[Begin]

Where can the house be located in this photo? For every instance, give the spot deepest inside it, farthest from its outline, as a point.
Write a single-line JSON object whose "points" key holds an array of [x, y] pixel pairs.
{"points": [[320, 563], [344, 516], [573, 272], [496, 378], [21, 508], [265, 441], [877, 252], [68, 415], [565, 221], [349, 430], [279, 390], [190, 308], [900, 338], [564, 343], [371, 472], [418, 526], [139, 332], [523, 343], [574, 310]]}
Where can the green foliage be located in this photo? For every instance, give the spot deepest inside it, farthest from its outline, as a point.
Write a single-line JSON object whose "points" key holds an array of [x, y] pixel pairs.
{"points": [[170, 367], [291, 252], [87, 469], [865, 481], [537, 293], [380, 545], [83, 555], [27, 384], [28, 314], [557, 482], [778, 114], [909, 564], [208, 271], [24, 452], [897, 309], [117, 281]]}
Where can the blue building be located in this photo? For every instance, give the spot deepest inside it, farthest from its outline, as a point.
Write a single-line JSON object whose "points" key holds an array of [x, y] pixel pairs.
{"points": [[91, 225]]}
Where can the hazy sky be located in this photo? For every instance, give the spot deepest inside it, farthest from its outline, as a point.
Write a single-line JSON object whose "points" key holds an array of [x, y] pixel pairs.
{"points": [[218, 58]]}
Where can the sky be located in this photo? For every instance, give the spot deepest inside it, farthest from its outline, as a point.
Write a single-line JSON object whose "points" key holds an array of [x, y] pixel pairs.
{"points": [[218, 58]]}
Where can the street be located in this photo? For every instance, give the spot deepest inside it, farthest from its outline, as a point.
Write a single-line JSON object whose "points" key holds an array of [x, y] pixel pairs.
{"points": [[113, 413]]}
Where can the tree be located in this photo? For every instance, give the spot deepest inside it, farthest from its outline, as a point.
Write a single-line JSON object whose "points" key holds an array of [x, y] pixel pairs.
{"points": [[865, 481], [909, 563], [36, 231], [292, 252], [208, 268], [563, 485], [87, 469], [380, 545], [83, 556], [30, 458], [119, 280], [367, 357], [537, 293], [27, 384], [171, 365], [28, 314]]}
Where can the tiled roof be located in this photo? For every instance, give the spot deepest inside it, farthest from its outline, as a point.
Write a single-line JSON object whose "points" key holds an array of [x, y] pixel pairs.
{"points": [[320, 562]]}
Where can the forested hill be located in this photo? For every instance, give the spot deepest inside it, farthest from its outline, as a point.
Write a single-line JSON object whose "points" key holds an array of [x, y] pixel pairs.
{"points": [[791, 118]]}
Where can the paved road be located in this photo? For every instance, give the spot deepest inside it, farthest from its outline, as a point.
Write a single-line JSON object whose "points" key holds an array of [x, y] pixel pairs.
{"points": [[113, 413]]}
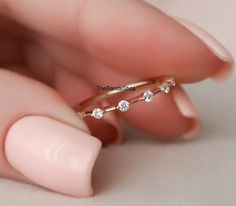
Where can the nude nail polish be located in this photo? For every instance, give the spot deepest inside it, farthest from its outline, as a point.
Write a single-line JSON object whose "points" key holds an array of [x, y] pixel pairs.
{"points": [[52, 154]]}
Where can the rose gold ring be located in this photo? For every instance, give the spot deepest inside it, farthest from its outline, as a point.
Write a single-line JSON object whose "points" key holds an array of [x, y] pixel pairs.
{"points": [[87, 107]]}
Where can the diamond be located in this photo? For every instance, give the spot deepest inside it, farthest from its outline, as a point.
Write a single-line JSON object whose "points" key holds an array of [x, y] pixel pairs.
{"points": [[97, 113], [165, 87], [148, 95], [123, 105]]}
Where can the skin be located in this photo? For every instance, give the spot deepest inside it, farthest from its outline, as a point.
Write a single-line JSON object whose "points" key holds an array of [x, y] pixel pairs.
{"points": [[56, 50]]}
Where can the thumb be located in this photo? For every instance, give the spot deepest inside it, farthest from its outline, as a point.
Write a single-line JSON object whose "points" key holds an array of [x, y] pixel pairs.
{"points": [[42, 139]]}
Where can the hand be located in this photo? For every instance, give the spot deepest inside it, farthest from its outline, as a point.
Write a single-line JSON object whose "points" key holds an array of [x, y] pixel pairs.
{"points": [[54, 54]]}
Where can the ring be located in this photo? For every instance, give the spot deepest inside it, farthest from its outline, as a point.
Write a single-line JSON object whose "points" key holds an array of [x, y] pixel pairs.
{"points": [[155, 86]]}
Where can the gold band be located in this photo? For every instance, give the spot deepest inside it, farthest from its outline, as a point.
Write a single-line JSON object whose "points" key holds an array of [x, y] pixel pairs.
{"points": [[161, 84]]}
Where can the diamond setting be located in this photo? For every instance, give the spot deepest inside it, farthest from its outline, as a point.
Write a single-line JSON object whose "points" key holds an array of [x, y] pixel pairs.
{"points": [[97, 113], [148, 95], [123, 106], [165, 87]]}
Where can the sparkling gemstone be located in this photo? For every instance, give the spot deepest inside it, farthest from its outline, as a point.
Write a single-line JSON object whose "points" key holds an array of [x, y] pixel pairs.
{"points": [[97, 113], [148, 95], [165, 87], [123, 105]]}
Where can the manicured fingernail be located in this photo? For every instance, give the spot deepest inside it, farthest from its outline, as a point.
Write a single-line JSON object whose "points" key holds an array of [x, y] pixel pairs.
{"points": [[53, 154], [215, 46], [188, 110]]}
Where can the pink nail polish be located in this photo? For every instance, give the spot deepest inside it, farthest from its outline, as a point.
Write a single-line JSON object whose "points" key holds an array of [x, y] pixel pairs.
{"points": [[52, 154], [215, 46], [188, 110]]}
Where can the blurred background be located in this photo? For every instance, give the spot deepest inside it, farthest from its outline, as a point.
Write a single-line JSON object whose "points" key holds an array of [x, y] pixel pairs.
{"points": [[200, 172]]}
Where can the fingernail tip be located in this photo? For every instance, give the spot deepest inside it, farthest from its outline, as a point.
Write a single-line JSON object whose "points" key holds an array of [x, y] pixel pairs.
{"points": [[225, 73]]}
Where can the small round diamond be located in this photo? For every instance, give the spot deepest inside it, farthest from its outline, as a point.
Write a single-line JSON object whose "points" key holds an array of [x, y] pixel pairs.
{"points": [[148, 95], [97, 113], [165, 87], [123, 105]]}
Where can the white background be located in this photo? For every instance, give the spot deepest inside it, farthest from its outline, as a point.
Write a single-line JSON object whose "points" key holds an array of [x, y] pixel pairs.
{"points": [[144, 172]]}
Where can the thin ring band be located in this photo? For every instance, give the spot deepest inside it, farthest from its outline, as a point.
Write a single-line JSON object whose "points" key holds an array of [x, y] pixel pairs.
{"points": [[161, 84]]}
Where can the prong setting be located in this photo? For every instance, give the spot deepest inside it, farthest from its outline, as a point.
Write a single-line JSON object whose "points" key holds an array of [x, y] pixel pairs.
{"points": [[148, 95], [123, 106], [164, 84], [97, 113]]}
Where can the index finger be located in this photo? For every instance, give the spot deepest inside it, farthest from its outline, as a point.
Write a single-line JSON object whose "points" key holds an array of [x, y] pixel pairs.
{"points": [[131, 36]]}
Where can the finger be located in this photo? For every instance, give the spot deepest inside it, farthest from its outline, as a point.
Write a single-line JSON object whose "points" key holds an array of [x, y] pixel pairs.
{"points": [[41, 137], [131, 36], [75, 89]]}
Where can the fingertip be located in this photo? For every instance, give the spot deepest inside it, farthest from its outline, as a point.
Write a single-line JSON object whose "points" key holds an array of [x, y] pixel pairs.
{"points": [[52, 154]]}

[End]
[Begin]

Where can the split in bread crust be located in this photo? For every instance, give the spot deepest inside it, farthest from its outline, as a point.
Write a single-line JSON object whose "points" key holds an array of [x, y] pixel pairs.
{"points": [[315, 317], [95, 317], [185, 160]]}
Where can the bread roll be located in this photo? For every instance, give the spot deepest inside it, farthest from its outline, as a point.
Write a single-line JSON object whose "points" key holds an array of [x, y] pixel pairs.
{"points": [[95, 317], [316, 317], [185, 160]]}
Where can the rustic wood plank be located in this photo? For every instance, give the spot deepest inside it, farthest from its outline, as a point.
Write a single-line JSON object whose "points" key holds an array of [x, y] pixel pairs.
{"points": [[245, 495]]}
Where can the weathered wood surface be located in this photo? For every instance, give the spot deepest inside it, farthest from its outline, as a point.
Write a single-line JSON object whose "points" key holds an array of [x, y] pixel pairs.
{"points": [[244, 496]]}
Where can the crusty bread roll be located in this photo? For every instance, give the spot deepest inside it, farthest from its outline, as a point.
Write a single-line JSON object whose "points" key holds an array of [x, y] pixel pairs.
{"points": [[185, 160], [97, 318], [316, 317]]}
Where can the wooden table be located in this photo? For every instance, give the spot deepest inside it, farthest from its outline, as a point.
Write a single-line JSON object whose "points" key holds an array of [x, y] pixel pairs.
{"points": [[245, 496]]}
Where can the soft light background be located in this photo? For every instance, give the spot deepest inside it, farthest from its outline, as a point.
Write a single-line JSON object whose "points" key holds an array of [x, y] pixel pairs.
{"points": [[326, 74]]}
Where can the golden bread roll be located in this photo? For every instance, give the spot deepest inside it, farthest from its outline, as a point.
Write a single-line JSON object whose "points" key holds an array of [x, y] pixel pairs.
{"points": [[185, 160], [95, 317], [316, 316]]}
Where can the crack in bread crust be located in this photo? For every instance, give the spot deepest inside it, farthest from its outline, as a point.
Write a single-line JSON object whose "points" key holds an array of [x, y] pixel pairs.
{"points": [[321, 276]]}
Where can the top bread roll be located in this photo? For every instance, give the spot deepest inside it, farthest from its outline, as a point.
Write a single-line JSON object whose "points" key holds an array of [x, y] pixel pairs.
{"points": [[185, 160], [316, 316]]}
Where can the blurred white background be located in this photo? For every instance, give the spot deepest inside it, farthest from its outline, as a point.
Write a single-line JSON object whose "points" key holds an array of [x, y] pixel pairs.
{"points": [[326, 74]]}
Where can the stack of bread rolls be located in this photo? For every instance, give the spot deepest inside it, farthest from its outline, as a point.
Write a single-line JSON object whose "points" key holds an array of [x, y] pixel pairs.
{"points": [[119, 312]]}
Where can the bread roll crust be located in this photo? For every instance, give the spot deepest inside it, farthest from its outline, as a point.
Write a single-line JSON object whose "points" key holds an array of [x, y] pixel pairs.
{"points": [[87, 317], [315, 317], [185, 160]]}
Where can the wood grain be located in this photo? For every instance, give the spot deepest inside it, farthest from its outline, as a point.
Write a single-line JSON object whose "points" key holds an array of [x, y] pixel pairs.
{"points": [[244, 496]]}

[End]

(Task goal) State how many of the lines above contain the string "setting", matching case exactly. Reply with the number alone.

(Response to the exercise) 2